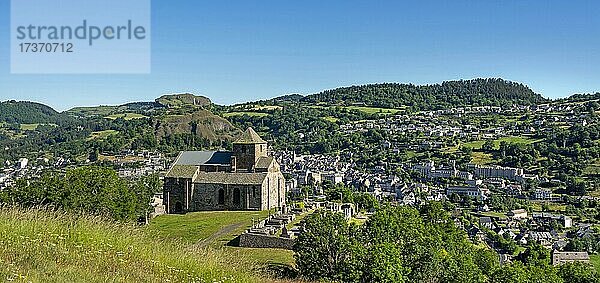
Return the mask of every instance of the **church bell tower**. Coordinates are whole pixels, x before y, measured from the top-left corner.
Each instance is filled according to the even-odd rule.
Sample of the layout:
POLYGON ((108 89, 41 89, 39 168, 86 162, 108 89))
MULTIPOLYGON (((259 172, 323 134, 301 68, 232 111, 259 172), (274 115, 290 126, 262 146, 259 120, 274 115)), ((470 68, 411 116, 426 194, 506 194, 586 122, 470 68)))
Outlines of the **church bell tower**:
POLYGON ((233 155, 236 158, 236 170, 253 172, 256 161, 267 156, 267 142, 249 127, 233 142, 233 155))

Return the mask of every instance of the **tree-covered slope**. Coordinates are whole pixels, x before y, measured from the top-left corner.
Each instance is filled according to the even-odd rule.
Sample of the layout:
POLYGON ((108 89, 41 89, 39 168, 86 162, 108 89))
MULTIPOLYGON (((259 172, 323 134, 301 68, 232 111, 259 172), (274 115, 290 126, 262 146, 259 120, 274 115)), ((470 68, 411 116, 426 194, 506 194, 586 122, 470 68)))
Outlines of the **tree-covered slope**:
POLYGON ((0 122, 15 124, 58 124, 67 119, 56 110, 41 103, 29 101, 0 102, 0 122))
POLYGON ((399 83, 342 87, 308 95, 309 103, 443 109, 457 106, 531 105, 546 101, 529 87, 503 79, 447 81, 433 85, 399 83))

········

■ Work instruction
Considering each line of the records on its own, count those that contain "every" and give only that number.

■ Result
2